* Selected extract:
++++++++++++++++++++

She interviewed Steve Wentzel, the director of Carbon Green Investments. Wentzel had incorporated the company in the tax haven of Guernsey back in December 2010.
Wentzel told Blake that he transferred the money he received in Guernsey via a series of offshore funds. It would eventually arrive as cash in Zimbabwe. “There’s no paper trail,” Wentzel told Blake.
“I don’t know what you’re going to report on this,” Wentzel said later in the interview. “I hope to God it’s not all of it, because I probably will go to jail.”
South Pole jumps ship
In its press release about terminating its contract with Carbon Green Investments, South Pole states that,
The termination follows careful consideration of the project, issues involved, and allegations that have been raised publicly. All activities related to carbon certification and carbon credits from the Kariba REDD+ project will now be the responsibility of CGI, and South Pole's role as the carbon asset developer has ended.
After Follow the Money reported that the Kariba REDD project had sold millions of fake carbon credits, South Pole responded by referring to self-correcting mechanism that it said exists “to ensure that issued credits equate to actual observed rates of deforestation on the ground over the full duration of the project”.
South Pole anticipates that “the project is expected to keep operating within Verra’s requirements and safeguards”.
But now that South Pole has terminated its contract with Carbon Green Investment, how likely is it that Wentzel will continue to pay out money for the next 25 years in order Verra’s self-correcting mechanism to function? Particularly when there is no more money coming in from sales of carbon credits?
Another question is whether South Pole will reimburse the companies that bought fake carbon credits from the Kariba REDD project?
On 17 October 2023, Verra announced that it was suspending the Kariba REDD project pending an investigation.
If the project collapses, all the credits sold from the project would be cancelled. In this case, Verra would replace these credits with credits from its buffer pool.
Bloomberg Green reports Verra officials as saying that doing this for a project the size of Kariba this would be an “unprecedented situation” that could wipe out between 38% and 51% of its entire buffer pool.

++++++++++++++++++++

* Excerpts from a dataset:
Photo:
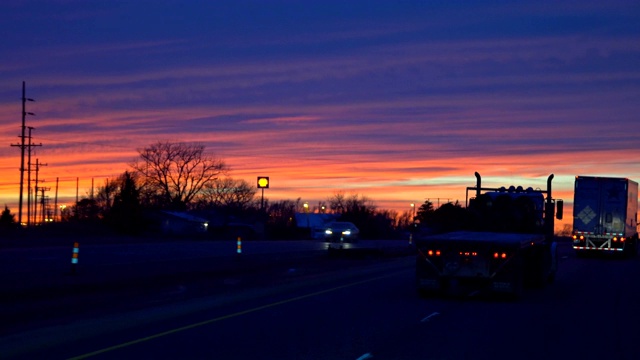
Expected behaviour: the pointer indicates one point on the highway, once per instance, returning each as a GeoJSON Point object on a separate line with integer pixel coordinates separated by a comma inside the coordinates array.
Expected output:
{"type": "Point", "coordinates": [346, 308]}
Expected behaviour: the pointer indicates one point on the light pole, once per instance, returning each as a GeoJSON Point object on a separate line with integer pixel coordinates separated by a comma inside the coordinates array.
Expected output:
{"type": "Point", "coordinates": [306, 211]}
{"type": "Point", "coordinates": [263, 183]}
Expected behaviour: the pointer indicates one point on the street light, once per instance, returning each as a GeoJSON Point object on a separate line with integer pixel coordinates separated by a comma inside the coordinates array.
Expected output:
{"type": "Point", "coordinates": [306, 211]}
{"type": "Point", "coordinates": [263, 183]}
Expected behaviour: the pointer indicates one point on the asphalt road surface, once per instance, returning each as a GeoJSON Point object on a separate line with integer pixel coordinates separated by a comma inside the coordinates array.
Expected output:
{"type": "Point", "coordinates": [365, 308]}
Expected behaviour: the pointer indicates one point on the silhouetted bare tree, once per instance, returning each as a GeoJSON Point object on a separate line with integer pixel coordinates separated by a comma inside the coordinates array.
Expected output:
{"type": "Point", "coordinates": [176, 172]}
{"type": "Point", "coordinates": [227, 192]}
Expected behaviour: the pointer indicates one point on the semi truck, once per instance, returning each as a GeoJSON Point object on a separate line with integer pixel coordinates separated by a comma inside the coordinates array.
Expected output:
{"type": "Point", "coordinates": [507, 243]}
{"type": "Point", "coordinates": [605, 215]}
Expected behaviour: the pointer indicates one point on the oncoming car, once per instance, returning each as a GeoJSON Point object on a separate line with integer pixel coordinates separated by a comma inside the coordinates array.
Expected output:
{"type": "Point", "coordinates": [341, 231]}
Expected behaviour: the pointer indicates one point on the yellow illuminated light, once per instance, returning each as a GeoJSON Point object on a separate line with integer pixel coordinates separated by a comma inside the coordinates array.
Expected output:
{"type": "Point", "coordinates": [263, 182]}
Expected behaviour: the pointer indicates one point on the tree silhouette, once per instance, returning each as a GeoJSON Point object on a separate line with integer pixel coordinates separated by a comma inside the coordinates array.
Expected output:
{"type": "Point", "coordinates": [176, 172]}
{"type": "Point", "coordinates": [7, 219]}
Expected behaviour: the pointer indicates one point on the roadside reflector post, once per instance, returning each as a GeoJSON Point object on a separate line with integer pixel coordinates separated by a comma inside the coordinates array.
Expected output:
{"type": "Point", "coordinates": [74, 257]}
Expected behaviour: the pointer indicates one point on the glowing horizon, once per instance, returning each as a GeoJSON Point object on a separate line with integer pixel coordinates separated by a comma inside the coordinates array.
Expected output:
{"type": "Point", "coordinates": [396, 102]}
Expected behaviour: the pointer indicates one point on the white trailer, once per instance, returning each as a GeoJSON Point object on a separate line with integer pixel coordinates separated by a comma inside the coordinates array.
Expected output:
{"type": "Point", "coordinates": [605, 215]}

++++++++++++++++++++

* What this exercise asks:
1. Translate this sentence from the article on the Kariba REDD project into Spanish: "On 17 October 2023, Verra announced that it was suspending the Kariba REDD project pending an investigation."
2. Write out the part of the article on the Kariba REDD project from "But now that" to "of carbon credits?", keeping every word the same.

* Solutions to the problems:
1. El 17 de octubre de 2023, Verra anunció que suspendía el proyecto Kariba REDD a la espera de una investigación.

2.
But now that South Pole has terminated its contract with Carbon Green Investment, how likely is it that Wentzel will continue to pay out money for the next 25 years in order Verra’s self-correcting mechanism to function? Particularly when there is no more money coming in from sales of carbon credits?